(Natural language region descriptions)
»»

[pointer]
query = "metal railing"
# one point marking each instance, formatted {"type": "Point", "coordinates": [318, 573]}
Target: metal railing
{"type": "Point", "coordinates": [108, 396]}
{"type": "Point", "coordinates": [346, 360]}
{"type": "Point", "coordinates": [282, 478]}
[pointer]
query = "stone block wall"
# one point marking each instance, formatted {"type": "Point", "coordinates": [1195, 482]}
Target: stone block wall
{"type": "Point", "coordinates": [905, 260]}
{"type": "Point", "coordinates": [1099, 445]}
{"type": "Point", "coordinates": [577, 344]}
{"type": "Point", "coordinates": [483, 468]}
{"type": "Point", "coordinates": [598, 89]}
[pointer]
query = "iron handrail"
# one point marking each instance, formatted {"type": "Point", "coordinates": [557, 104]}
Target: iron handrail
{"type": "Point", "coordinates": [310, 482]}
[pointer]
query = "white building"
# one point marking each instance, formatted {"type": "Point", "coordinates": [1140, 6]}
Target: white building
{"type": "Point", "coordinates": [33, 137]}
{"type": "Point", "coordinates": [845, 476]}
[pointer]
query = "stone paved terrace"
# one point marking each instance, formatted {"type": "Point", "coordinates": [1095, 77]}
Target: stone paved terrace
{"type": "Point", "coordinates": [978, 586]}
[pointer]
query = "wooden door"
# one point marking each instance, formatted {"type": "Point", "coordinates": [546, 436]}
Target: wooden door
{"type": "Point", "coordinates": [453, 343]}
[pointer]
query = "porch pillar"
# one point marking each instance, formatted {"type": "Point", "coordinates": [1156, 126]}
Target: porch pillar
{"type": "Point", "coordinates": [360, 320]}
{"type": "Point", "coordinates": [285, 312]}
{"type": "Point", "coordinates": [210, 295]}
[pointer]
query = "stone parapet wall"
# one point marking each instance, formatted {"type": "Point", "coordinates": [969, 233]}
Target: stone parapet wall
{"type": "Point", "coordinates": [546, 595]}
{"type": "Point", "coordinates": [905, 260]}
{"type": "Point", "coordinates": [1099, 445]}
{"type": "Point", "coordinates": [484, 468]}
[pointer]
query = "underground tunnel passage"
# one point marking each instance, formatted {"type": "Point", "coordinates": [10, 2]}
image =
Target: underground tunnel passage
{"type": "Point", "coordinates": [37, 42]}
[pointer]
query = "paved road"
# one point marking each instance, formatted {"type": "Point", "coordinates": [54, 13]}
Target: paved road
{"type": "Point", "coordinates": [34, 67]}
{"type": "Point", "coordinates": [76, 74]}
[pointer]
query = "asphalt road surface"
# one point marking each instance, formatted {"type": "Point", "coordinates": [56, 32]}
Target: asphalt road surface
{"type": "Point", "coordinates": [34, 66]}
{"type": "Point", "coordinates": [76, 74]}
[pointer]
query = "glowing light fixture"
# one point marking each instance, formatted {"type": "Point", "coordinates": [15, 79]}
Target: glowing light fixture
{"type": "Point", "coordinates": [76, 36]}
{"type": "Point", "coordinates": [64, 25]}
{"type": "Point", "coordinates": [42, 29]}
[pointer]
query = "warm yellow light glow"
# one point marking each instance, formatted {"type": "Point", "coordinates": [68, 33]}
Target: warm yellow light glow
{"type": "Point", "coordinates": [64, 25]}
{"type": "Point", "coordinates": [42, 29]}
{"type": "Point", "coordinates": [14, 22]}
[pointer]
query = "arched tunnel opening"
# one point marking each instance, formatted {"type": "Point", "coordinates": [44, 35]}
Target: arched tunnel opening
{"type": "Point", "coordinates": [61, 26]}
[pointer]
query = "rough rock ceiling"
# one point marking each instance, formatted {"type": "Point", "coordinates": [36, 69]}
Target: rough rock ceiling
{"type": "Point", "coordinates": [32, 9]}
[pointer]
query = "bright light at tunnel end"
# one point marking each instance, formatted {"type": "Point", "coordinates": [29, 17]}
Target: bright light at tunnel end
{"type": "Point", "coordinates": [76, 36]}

««

= DESCRIPTION OF THE TASK =
Return the full data, every line of it, with nothing altered.

= WRITTEN ANSWER =
[pointer]
query = "metal railing"
# one point marking each instance, formatted {"type": "Point", "coordinates": [318, 573]}
Target: metal railing
{"type": "Point", "coordinates": [108, 396]}
{"type": "Point", "coordinates": [346, 360]}
{"type": "Point", "coordinates": [282, 478]}
[pointer]
query = "stone block wall"
# one point marking each instance, formatted {"type": "Point", "coordinates": [1195, 482]}
Target: stone block wall
{"type": "Point", "coordinates": [905, 260]}
{"type": "Point", "coordinates": [1099, 445]}
{"type": "Point", "coordinates": [577, 344]}
{"type": "Point", "coordinates": [483, 468]}
{"type": "Point", "coordinates": [598, 89]}
[pointer]
query = "iron handrail"
# one point marking each instance, formatted {"type": "Point", "coordinates": [557, 104]}
Target: iron handrail
{"type": "Point", "coordinates": [310, 482]}
[pointer]
query = "white building"
# one point marking each instance, formatted {"type": "Point", "coordinates": [1140, 6]}
Target: white building
{"type": "Point", "coordinates": [33, 137]}
{"type": "Point", "coordinates": [845, 476]}
[pointer]
query = "stone paved terrace"
# one point marking each instance, formatted {"type": "Point", "coordinates": [1095, 77]}
Target: stone paved terrace
{"type": "Point", "coordinates": [978, 586]}
[pointer]
query = "wooden door"
# one point marking each instance, formatted {"type": "Point", "coordinates": [546, 436]}
Target: wooden door
{"type": "Point", "coordinates": [453, 343]}
[pointer]
query = "porch pillar"
# one point marking each instance, formatted {"type": "Point", "coordinates": [1156, 126]}
Target: porch pillar
{"type": "Point", "coordinates": [360, 320]}
{"type": "Point", "coordinates": [285, 312]}
{"type": "Point", "coordinates": [210, 295]}
[pointer]
query = "stone parapet wall"
# one point marking each instance, formatted {"type": "Point", "coordinates": [969, 233]}
Target: stone parapet wall
{"type": "Point", "coordinates": [546, 595]}
{"type": "Point", "coordinates": [905, 260]}
{"type": "Point", "coordinates": [1099, 445]}
{"type": "Point", "coordinates": [484, 468]}
[pointer]
query = "underground tunnel passage"
# one point marking each instance, formatted {"type": "Point", "coordinates": [10, 2]}
image =
Target: underground tunnel passage
{"type": "Point", "coordinates": [37, 42]}
[pointer]
query = "paved road"
# one point marking each instance, formatted {"type": "Point", "coordinates": [54, 13]}
Target: paved road
{"type": "Point", "coordinates": [34, 67]}
{"type": "Point", "coordinates": [76, 74]}
[pointer]
query = "asphalt road surface"
# one point marking each instance, formatted {"type": "Point", "coordinates": [56, 32]}
Target: asphalt road surface
{"type": "Point", "coordinates": [34, 66]}
{"type": "Point", "coordinates": [76, 74]}
[pointer]
query = "glowing light fixture"
# one point marking each instance, formatted {"type": "Point", "coordinates": [15, 79]}
Target: glowing light fixture
{"type": "Point", "coordinates": [76, 36]}
{"type": "Point", "coordinates": [64, 25]}
{"type": "Point", "coordinates": [42, 29]}
[pointer]
query = "warm yellow light glow"
# one point marking each instance, formatted {"type": "Point", "coordinates": [68, 33]}
Target: warm yellow light glow
{"type": "Point", "coordinates": [64, 25]}
{"type": "Point", "coordinates": [42, 29]}
{"type": "Point", "coordinates": [14, 22]}
[pointer]
query = "arched tunnel opening"
# one point marking each instance, formatted {"type": "Point", "coordinates": [44, 35]}
Target: arched tunnel opening
{"type": "Point", "coordinates": [61, 26]}
[pointer]
query = "rough rock ceiling"
# one point marking each instance, formatted {"type": "Point", "coordinates": [36, 69]}
Target: rough rock ceiling
{"type": "Point", "coordinates": [32, 9]}
[pointer]
query = "bright light at tunnel end"
# one point marking each instance, formatted {"type": "Point", "coordinates": [29, 17]}
Target: bright light at tunnel end
{"type": "Point", "coordinates": [76, 36]}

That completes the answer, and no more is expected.